*Information supplied*
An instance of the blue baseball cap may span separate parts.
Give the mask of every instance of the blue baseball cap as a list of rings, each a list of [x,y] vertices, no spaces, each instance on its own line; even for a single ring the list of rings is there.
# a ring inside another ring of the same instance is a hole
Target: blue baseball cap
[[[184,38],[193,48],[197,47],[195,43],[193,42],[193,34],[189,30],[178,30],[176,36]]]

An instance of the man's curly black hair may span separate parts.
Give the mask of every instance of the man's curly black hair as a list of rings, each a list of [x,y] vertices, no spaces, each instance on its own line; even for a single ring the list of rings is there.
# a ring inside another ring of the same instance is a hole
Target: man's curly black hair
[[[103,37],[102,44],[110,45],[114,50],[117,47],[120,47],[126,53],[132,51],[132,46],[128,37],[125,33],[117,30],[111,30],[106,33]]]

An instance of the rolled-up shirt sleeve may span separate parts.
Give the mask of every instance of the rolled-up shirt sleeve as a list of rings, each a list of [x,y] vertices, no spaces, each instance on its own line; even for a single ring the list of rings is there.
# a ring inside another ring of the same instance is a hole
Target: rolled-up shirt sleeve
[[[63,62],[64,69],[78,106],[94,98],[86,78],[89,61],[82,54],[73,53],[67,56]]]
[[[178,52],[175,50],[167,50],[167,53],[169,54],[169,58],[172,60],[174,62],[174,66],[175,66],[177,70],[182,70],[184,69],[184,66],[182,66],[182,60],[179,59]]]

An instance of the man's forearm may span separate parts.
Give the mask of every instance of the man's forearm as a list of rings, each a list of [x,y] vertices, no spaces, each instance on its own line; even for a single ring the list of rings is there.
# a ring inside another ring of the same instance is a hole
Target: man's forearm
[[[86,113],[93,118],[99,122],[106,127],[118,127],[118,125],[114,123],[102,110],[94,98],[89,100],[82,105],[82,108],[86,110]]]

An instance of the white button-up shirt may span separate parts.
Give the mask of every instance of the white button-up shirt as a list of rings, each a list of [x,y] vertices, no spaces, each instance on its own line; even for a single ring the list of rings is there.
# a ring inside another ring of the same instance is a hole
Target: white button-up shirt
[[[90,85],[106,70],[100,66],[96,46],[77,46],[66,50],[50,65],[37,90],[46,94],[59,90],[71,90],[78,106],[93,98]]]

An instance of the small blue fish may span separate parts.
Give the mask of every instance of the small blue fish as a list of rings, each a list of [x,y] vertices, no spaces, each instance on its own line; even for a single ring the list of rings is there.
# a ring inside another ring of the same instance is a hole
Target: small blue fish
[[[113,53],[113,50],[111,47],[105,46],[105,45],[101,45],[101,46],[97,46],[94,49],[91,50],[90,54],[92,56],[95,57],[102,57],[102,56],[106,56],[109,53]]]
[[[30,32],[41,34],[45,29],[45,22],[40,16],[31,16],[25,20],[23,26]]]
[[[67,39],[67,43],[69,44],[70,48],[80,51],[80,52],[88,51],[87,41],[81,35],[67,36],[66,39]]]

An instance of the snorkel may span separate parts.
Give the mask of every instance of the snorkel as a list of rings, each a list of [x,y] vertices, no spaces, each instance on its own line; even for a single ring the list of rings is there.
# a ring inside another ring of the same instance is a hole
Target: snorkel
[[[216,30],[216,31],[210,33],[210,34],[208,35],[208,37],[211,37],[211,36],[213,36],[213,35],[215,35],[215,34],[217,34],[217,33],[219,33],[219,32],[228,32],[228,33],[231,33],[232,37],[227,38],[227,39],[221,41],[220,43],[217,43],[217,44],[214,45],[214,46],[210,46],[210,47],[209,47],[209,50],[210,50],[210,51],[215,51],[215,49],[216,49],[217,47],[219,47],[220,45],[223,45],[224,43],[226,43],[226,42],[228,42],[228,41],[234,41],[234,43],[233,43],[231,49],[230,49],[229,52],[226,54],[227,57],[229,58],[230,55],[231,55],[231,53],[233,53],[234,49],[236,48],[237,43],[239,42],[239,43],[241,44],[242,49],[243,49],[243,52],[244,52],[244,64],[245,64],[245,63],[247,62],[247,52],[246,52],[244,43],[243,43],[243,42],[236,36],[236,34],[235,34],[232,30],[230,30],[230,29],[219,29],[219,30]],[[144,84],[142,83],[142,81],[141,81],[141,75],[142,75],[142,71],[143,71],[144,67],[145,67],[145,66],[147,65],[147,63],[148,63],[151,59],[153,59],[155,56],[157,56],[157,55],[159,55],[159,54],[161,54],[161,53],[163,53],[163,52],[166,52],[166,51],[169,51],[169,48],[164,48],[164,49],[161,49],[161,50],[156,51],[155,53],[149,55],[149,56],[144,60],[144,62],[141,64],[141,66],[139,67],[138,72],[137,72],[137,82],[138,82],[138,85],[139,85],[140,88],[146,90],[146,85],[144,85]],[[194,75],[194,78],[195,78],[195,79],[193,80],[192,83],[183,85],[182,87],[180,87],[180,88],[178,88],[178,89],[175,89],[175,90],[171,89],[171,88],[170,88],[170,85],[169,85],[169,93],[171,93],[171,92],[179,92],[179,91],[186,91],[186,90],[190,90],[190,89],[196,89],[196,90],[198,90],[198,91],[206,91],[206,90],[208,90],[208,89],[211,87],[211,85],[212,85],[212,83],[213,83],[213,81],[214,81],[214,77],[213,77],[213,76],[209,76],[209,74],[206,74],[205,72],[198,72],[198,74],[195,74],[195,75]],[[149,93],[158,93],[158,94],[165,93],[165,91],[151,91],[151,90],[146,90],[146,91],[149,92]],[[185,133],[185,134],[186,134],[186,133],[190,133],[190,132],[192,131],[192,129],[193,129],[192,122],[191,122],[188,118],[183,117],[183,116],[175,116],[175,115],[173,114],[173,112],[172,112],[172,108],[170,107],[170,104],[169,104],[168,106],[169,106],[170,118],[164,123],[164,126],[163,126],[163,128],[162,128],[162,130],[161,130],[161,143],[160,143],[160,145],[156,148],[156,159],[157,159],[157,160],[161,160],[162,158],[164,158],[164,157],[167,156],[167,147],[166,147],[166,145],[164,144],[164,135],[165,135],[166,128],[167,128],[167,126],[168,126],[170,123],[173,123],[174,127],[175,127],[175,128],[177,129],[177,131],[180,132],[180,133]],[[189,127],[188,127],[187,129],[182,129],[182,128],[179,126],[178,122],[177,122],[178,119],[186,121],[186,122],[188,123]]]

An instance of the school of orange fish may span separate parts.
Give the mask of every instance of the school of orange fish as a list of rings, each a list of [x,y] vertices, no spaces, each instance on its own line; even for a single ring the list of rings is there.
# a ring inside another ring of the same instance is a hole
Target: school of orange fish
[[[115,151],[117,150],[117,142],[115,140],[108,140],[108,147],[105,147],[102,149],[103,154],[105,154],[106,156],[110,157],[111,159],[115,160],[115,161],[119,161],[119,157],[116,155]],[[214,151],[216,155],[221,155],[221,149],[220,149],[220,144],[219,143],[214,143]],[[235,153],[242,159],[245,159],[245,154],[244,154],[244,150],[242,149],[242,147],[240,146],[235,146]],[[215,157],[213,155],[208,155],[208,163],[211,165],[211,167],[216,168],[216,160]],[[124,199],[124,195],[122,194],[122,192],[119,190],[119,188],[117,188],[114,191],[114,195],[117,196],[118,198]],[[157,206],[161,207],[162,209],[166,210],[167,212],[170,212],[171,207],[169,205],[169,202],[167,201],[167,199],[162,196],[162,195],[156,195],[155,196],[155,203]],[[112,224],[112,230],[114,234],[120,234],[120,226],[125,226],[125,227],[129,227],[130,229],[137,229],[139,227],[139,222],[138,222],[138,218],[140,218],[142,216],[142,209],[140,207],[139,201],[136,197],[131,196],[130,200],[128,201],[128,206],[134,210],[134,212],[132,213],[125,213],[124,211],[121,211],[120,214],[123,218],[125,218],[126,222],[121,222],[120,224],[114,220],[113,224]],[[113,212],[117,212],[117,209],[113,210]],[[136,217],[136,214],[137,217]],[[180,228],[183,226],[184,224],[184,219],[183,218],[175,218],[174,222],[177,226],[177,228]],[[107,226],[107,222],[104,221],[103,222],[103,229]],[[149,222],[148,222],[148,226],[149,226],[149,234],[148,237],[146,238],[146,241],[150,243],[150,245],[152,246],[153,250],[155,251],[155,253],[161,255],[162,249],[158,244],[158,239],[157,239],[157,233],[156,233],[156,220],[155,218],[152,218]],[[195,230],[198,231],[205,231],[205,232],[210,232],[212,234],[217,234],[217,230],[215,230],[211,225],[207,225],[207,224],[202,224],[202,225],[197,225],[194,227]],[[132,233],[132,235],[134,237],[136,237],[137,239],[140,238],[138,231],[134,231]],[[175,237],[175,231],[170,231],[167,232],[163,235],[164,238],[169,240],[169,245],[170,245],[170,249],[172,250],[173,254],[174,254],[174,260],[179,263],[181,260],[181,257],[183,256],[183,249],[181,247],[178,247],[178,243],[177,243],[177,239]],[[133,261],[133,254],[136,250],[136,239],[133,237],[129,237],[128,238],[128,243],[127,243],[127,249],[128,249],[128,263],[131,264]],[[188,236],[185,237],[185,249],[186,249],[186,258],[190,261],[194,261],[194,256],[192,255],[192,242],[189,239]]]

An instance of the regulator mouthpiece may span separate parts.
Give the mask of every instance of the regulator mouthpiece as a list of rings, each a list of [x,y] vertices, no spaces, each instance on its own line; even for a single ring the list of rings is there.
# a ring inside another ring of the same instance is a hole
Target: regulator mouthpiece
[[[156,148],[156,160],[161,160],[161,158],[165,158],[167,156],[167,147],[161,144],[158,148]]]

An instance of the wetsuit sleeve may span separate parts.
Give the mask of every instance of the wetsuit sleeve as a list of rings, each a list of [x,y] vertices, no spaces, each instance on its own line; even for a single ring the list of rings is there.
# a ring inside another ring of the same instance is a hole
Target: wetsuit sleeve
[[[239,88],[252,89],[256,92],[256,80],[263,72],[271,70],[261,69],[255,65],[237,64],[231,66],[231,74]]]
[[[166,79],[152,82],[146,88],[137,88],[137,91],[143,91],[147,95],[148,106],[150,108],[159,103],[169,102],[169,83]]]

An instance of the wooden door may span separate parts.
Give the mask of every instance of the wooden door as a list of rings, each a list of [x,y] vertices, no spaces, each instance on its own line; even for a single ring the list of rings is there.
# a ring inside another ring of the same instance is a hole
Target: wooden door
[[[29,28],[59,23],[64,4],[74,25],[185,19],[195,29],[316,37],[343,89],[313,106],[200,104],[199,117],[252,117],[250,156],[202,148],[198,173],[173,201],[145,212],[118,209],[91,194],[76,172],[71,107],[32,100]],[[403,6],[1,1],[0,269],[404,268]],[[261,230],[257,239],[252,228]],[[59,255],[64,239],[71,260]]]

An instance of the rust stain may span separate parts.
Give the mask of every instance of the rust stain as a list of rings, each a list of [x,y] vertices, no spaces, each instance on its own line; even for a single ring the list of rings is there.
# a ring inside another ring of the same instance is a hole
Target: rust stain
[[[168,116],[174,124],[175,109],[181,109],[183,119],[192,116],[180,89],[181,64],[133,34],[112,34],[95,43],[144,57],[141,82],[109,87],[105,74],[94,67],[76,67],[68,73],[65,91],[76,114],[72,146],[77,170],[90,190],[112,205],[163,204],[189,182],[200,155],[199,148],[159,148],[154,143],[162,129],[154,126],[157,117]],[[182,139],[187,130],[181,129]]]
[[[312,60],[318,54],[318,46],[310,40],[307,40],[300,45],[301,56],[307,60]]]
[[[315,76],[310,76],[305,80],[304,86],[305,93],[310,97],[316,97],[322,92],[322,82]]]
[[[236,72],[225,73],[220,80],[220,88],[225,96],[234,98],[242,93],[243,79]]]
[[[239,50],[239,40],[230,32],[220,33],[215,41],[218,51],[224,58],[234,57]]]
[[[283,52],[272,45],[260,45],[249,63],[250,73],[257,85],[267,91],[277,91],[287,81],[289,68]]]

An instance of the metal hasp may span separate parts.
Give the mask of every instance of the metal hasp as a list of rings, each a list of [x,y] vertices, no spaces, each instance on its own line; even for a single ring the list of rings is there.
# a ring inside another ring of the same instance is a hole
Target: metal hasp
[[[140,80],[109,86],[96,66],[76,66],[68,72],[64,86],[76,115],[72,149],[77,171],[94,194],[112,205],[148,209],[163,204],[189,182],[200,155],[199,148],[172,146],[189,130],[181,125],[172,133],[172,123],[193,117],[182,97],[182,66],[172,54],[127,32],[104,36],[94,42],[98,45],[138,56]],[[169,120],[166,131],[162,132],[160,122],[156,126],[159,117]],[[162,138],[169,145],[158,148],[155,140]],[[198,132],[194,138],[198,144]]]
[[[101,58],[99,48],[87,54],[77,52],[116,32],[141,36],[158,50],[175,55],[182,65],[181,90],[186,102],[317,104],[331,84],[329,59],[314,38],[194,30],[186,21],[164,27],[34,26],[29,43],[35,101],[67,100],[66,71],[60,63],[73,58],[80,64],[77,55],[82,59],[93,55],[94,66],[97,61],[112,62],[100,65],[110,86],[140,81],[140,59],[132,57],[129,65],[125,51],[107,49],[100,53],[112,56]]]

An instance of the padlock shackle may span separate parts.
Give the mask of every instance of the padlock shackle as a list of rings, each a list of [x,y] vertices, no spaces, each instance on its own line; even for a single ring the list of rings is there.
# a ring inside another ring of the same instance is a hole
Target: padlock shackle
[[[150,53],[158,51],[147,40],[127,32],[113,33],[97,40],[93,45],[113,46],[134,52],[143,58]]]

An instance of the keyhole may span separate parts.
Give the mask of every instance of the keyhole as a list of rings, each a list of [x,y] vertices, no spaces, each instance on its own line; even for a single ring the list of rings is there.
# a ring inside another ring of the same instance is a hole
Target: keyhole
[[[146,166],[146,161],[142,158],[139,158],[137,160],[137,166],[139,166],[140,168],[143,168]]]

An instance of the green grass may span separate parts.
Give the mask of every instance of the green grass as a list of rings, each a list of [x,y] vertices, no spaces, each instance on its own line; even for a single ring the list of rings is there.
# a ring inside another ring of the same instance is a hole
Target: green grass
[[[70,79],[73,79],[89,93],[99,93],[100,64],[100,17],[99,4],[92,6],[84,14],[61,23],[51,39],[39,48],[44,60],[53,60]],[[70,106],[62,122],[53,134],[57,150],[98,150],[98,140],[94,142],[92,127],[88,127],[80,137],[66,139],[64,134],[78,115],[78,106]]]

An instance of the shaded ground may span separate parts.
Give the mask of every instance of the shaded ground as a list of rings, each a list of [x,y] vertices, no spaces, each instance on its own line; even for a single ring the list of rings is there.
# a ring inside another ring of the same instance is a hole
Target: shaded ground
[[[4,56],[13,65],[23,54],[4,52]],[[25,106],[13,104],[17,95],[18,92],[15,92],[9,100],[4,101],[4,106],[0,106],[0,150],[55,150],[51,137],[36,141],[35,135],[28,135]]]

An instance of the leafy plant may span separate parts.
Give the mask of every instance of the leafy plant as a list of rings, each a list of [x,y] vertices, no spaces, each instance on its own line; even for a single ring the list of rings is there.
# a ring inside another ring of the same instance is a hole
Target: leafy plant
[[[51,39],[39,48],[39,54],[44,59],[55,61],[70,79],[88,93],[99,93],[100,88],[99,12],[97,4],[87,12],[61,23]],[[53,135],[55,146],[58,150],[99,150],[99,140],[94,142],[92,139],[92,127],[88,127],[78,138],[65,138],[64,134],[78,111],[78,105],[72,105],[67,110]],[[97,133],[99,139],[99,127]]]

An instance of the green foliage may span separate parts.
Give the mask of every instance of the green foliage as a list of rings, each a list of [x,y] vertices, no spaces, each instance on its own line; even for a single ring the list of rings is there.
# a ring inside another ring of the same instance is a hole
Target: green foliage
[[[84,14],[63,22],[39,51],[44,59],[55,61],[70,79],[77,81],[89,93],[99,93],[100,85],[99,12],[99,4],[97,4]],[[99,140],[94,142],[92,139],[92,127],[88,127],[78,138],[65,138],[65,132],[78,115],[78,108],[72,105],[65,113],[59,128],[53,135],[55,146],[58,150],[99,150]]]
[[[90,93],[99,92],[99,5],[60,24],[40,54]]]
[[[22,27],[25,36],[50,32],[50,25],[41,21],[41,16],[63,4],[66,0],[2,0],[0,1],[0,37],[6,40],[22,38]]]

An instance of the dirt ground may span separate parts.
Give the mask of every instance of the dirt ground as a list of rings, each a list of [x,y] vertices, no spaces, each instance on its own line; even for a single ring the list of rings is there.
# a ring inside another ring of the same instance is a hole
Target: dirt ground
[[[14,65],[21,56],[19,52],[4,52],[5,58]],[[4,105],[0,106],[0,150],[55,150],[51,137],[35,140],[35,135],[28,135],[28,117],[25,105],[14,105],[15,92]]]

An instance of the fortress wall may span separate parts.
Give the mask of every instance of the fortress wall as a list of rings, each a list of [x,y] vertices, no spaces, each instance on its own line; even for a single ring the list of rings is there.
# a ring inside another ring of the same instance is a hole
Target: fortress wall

*Set problem*
Can you copy, word for word, the lines above from the one containing "An instance of the man's curly" through the one containing "Give the mask of every instance of the man's curly", both included?

*Answer for the task*
An instance of the man's curly black hair may span separate parts.
Give the mask of every instance of the man's curly black hair as a list of rings, each a list of [x,y] vertices, no spaces, each instance on its own line; even for a single ring the list of rings is there.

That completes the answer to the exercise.